▶ _Aim of the exercise_
Please print every record exactly as it stands, leaving out the pictures.

Stored data entries
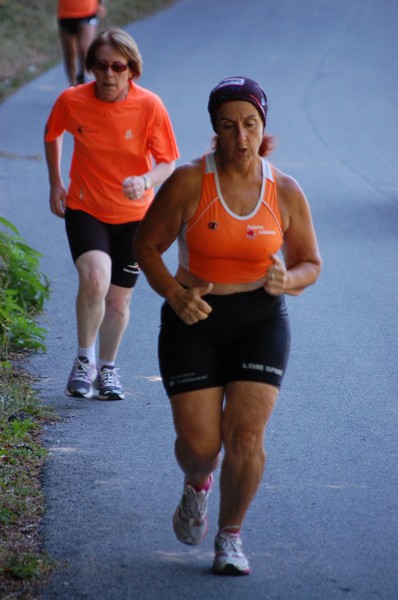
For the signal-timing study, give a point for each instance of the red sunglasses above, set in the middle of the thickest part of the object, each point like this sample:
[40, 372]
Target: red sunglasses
[115, 67]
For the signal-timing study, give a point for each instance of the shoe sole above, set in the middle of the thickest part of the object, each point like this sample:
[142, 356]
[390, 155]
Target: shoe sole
[76, 394]
[230, 569]
[110, 397]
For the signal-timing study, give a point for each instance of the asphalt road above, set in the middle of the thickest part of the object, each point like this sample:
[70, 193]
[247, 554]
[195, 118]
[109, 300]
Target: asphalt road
[324, 523]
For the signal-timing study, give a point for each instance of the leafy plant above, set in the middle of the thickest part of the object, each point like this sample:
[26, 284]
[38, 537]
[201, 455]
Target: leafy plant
[23, 291]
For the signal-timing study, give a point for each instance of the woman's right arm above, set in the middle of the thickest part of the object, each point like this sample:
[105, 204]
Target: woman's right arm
[174, 204]
[53, 151]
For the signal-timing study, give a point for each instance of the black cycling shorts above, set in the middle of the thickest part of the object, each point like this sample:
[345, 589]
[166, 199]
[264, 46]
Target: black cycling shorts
[245, 338]
[86, 233]
[71, 26]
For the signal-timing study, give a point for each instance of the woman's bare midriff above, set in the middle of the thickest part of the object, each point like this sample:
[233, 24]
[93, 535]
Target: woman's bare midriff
[190, 280]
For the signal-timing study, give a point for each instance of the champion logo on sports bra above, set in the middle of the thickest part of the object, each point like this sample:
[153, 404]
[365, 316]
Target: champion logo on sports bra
[84, 129]
[253, 230]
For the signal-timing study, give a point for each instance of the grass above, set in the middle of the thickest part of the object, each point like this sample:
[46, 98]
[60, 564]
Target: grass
[29, 45]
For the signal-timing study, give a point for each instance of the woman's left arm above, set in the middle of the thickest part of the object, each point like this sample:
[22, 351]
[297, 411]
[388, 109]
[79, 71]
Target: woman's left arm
[135, 186]
[303, 262]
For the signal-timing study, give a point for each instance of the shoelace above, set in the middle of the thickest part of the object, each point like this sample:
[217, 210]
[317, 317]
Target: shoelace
[194, 504]
[109, 377]
[230, 541]
[82, 371]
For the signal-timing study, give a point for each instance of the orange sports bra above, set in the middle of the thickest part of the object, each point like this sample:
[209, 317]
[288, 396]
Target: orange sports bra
[221, 247]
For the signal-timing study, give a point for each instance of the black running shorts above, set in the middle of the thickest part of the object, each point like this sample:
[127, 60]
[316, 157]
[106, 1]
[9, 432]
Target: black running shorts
[71, 26]
[86, 233]
[245, 338]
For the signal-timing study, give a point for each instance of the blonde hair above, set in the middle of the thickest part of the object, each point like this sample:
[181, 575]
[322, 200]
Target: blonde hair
[122, 42]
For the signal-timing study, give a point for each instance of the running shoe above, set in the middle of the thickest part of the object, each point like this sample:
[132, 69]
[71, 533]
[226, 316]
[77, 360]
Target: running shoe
[81, 379]
[109, 386]
[190, 517]
[229, 558]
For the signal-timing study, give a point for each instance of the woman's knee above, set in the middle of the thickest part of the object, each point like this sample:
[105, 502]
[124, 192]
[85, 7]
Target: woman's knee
[198, 450]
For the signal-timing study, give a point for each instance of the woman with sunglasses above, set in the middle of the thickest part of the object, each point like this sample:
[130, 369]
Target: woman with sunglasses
[224, 336]
[124, 146]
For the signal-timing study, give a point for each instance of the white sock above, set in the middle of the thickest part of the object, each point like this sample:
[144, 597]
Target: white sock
[102, 363]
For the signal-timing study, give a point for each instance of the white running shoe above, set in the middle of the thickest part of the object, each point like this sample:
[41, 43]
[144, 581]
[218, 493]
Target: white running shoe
[229, 558]
[190, 518]
[109, 386]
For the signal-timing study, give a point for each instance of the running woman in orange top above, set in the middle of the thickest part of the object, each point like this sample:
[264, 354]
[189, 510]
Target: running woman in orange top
[123, 146]
[246, 239]
[77, 26]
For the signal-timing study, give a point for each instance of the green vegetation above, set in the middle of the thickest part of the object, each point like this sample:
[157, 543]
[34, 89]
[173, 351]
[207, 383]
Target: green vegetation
[23, 291]
[29, 45]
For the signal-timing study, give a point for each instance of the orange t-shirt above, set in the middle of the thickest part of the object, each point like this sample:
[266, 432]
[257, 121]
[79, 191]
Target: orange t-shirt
[112, 141]
[75, 9]
[221, 247]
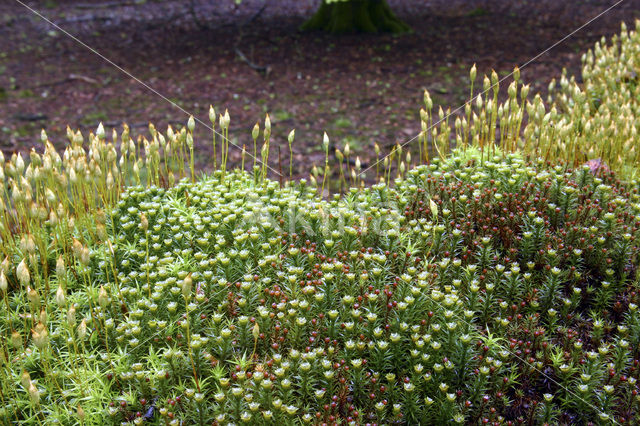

▶ _Response_
For the signal-timing study, give a point for each instance of the red sunglasses above, set in the middle of the thickest part of the object, each point like this sample:
[40, 372]
Target: red sunglasses
[115, 67]
For the signal-timing study, give a point for each instance of the shoe sole above, set in the middle of the thickest part of the object, each point like this sample:
[142, 356]
[390, 155]
Target: shoe sole
[76, 394]
[230, 569]
[110, 397]
For the signal-timing study, give a point for each instance of the asphalt road above, set in the middle of the thickest part of the object, each point like this sample:
[70, 193]
[247, 554]
[195, 118]
[109, 300]
Target: asphalt road
[324, 523]
For the signal-timing study, give a point for each instance of the leafy plant above, set in the middle of the thickest part of the object, each point like this sample:
[26, 284]
[38, 537]
[201, 455]
Target: leafy plant
[23, 291]
For the signal-timing study, give a point for each instance of the woman's right arm above, set in the middle of the thickest part of the object, each point like this sample:
[105, 204]
Target: woman's right arm
[174, 204]
[53, 151]
For the signal-timing study, give a point for each instance of the black cycling shorts above, set in the middle of the thickest part of the object, each point like this sample:
[345, 589]
[166, 199]
[264, 46]
Target: black cycling shorts
[245, 338]
[86, 233]
[71, 26]
For the signal-timing study, give a point for each instance of the woman's bare midriff above, set in the middle of the thickest part of the object, each point like this sample:
[233, 24]
[93, 535]
Target: woman's bare midriff
[190, 280]
For the signal-timing study, give a point for each instance of the champion logo on sports bra above, set in the middle of the thickest part of the object, each point like this sample:
[153, 404]
[365, 316]
Target: champion logo on sports bra
[84, 129]
[253, 230]
For the signal-timing study, give a point for each instance of the grass above, set in the middle of the thickest part of the object, each point like this sample:
[46, 98]
[60, 564]
Target: grass
[29, 45]
For the signal-timing study, give a point for each instance of the woman's left arm above, set in the middle of the thickest part of the object, each point like this sample:
[22, 351]
[297, 411]
[388, 109]
[79, 71]
Target: woman's left arm
[135, 186]
[303, 262]
For the signal-timing study, give a point for each instance of the shoelace above, set in the middle of the thickest part of the object, each point like this sample:
[217, 210]
[317, 317]
Target: shoelace
[194, 504]
[109, 377]
[230, 541]
[82, 371]
For the signal-timing study, give a point for each instance of the orange sports bra above, set in the middle of the thickest part of the object, each point like this sample:
[209, 317]
[288, 396]
Target: orange sports bra
[221, 247]
For the signal-timing study, give a point for each instance of the black running shorts above, set in the middle of the thickest part of the object, each point like this sample:
[127, 60]
[316, 157]
[106, 1]
[9, 432]
Target: black running shorts
[71, 26]
[86, 233]
[245, 338]
For the signal-timing study, give a point for each instance of the blonde hair above, set in the middle of the thickest part of the object, each point like this sample:
[181, 575]
[322, 200]
Target: blonde hair
[122, 42]
For the signal-timing study, give a point for each instance of the running shoe above, set in the middle of the thickest part of the object, each point like this sample:
[132, 69]
[71, 533]
[226, 316]
[77, 360]
Target: running shoe
[81, 379]
[109, 386]
[190, 517]
[229, 558]
For the signal-timing study, give a point for each instance of the woman's knee above, set in the middle of the thickest part of the object, each point like this sample:
[105, 502]
[124, 192]
[85, 7]
Target: woman's knee
[198, 450]
For the signal-timing study, give a point for each instance of the woman with sunglasses above, set in the middle of the thickest part of the object, each point like this sample:
[130, 369]
Target: woman with sunglasses
[224, 336]
[124, 146]
For the signal-timing study, give a point for each instance of the white sock above, set in the middle of the thickest part of the object, each point like this sample:
[144, 597]
Target: white sock
[102, 363]
For the signal-timing study, give a point for each instance of the white running shoe above, set in the middle of the thickest part of the object, each point like this sample:
[41, 43]
[144, 581]
[218, 493]
Target: white running shoe
[229, 558]
[190, 518]
[109, 386]
For the signal-timing study, give a point for each instance of the running woman in orange top above, set in the middle of the thickest part of the object, each point like this sample:
[264, 354]
[189, 510]
Target: running woman in orange top
[123, 146]
[246, 239]
[77, 26]
For the signal-timing study, give a point for each instance of the green vegetation above, set in the middle of the thickest part of the object, each point like this sample:
[157, 543]
[34, 89]
[173, 351]
[207, 383]
Target: green vegetation
[23, 291]
[29, 45]
For the signal-timing study, give a point for each instance of the orange t-shirt above, set in the middle of the thickest part of the object, each point like this sample:
[266, 432]
[257, 121]
[79, 191]
Target: orange t-shirt
[112, 141]
[75, 9]
[221, 247]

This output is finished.